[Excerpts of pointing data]
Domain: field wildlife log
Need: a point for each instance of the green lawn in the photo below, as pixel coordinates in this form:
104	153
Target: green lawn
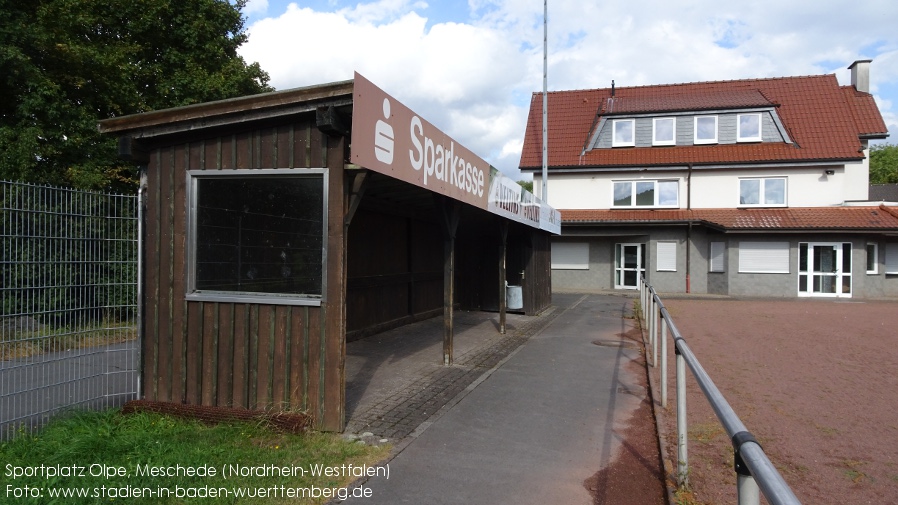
151	458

INSTRUCTION.
Rewrite the entries with "green lawn" changed to "grassy area" everywhere and nothing else altered. Leave the pictures out.

SOLUTION FOR THIS TASK.
Domain: field wildlife log
Need: a point for each instance of the grassy area in the photo below, as pixel coordinates in this form:
104	153
Target: grassy area
151	458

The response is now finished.